### [SHORT PROBLEM]
The required output is the line that contains "beige building shown in this photo?" plus every line after it in the listing below, copied exactly as it appears.
# INPUT start
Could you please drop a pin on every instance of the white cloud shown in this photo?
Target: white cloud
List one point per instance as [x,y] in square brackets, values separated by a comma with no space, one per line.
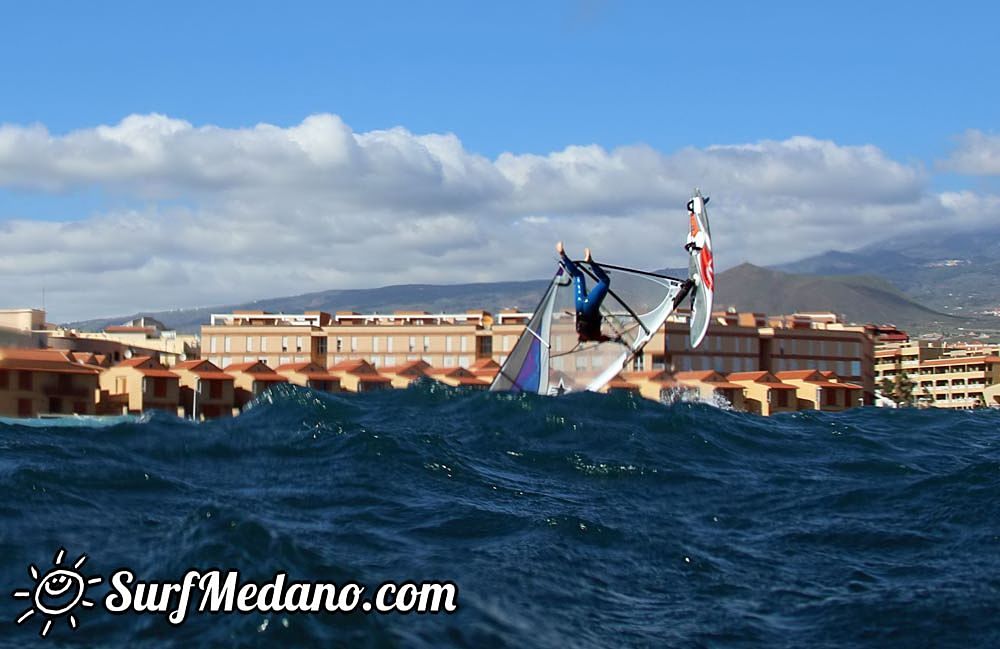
[276,211]
[977,154]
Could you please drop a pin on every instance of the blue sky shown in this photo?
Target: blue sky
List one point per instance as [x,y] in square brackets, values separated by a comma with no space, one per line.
[440,132]
[519,76]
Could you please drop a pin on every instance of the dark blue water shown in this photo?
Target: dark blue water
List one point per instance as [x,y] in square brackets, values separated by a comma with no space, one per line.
[583,521]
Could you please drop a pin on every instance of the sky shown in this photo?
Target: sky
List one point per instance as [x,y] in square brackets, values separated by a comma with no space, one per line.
[157,156]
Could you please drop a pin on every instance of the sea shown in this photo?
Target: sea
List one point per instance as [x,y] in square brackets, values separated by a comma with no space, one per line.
[584,521]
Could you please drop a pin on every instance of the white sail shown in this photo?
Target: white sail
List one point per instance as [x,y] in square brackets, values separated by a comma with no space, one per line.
[549,357]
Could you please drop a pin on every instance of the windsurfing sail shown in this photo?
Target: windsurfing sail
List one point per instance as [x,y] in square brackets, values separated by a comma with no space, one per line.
[549,358]
[701,269]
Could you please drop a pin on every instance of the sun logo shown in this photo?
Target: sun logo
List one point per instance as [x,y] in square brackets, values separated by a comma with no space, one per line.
[57,592]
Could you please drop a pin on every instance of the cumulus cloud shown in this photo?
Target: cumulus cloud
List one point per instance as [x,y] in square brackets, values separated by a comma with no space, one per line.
[977,154]
[228,215]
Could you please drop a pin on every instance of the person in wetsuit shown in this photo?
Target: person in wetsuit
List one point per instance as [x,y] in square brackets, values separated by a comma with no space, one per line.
[588,305]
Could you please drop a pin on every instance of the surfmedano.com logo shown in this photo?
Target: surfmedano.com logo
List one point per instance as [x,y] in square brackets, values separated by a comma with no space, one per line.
[57,594]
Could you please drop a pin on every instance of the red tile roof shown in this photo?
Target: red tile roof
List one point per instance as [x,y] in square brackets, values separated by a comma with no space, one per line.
[42,360]
[157,372]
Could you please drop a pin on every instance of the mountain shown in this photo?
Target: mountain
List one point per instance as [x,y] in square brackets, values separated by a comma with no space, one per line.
[857,298]
[423,297]
[951,270]
[747,287]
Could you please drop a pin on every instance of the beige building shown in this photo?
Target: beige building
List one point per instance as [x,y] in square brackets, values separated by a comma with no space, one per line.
[140,337]
[401,376]
[821,391]
[753,342]
[457,377]
[138,385]
[360,376]
[45,382]
[764,393]
[206,391]
[958,382]
[310,375]
[273,339]
[251,379]
[713,386]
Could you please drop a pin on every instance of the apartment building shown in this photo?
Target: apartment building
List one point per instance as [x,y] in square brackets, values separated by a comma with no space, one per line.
# INPUT end
### [WORKED SOLUTION]
Could you please drop a pin on every instance of the beige building shown in this photo?
Target: beige building
List one point per instance as [x,y] in square brackets, values separated by a comma with no space, one per line.
[140,337]
[401,376]
[821,391]
[753,342]
[457,377]
[138,385]
[360,376]
[45,382]
[764,393]
[206,391]
[958,382]
[310,375]
[273,339]
[251,379]
[713,386]
Could you please drop a pin on every instance of the apartment building shown in this photo?
Target: apartment building
List one point per instance as [x,y] in square brackets, values separated by a comma with no space, one per line.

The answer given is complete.